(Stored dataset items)
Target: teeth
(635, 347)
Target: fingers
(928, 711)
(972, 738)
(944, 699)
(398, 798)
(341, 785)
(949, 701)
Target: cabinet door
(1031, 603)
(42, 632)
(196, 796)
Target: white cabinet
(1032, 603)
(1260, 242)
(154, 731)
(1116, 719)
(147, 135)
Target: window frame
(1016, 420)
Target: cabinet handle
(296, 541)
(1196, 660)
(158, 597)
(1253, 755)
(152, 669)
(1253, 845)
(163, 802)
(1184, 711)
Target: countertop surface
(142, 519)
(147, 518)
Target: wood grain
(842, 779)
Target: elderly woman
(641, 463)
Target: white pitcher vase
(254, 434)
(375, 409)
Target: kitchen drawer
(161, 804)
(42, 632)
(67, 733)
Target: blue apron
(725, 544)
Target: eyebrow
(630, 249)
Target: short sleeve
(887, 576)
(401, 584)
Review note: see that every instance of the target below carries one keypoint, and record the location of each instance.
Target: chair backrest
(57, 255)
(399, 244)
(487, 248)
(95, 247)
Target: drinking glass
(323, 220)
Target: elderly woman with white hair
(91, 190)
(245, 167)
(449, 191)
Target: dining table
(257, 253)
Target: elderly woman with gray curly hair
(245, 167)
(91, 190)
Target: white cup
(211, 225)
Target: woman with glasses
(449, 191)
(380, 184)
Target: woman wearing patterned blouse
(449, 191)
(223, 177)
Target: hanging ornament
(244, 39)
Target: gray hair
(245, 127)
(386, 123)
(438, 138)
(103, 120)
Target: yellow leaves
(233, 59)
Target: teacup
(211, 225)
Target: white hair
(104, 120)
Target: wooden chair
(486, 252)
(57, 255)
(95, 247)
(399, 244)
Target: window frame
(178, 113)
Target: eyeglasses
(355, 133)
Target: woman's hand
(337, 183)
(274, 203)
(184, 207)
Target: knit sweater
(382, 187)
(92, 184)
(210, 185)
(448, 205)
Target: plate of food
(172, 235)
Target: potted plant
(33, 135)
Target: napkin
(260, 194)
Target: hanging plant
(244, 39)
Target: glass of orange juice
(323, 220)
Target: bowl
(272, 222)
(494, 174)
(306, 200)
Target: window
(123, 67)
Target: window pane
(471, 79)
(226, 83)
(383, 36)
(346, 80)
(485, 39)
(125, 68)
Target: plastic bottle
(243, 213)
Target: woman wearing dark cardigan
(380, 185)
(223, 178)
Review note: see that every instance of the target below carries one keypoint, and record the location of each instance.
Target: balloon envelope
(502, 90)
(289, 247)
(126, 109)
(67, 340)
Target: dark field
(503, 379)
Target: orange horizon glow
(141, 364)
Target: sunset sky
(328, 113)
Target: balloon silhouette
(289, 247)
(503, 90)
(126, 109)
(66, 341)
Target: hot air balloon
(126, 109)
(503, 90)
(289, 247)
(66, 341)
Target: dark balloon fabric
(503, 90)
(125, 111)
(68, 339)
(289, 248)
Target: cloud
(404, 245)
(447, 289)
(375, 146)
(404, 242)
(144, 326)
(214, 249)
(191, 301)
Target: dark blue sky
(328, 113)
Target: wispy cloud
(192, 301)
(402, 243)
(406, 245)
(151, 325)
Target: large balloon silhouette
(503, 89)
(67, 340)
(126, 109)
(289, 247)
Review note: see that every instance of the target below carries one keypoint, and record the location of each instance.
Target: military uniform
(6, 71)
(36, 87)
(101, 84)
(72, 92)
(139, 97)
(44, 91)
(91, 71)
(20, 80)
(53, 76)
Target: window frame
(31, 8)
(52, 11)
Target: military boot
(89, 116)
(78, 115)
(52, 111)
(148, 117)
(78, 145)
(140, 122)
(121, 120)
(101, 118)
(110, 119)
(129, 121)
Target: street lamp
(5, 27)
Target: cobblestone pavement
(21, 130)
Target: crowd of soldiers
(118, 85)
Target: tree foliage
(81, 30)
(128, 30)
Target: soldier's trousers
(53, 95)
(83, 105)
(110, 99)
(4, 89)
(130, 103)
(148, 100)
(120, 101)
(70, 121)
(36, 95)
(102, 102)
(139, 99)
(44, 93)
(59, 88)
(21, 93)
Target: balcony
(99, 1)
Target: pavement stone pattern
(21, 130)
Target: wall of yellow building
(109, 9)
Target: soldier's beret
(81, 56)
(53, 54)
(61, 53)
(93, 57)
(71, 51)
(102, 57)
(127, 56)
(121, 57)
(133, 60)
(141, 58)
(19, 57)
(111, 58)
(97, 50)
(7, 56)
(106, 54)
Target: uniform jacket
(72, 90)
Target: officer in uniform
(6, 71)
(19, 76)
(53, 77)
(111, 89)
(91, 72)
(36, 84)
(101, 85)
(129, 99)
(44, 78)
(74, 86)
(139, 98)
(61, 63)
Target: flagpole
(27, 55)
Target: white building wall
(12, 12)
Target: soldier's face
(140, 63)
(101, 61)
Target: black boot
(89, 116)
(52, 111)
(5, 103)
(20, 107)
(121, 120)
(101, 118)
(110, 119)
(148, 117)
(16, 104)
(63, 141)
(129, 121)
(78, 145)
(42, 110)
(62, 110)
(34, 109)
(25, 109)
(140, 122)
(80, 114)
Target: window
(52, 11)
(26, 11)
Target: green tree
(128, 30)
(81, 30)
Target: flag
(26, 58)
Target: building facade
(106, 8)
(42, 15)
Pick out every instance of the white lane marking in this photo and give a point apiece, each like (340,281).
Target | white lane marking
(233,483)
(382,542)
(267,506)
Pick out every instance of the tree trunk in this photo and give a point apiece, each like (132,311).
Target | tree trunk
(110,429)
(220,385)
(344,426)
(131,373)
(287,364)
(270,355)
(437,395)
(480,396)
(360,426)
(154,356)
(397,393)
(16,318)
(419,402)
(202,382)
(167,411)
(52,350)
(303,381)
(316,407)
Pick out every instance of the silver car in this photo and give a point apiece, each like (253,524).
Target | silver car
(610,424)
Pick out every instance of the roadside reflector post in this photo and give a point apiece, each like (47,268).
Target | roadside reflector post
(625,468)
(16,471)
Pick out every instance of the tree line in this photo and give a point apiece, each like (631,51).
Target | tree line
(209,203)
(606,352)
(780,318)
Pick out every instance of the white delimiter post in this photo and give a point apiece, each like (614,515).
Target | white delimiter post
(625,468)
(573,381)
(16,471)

= What the task requires =
Repeat word for word the lines running from the line containing "Pick out every instance of the roadside" to the end of the entries above, inclusive.

= Written response =
Pick out every instance of the roadside reflector post in this photo and give a point apiece, each like (47,268).
Target | roadside reflector post
(625,468)
(16,471)
Pick out every instance of the tree line in this photo and give a point apiece, each like (631,51).
Target | tree line
(209,203)
(606,352)
(780,318)
Pick out every instance of the white delimiter post in this photo and give a point apiece, each like (614,515).
Target | white delimiter post
(625,468)
(573,381)
(16,471)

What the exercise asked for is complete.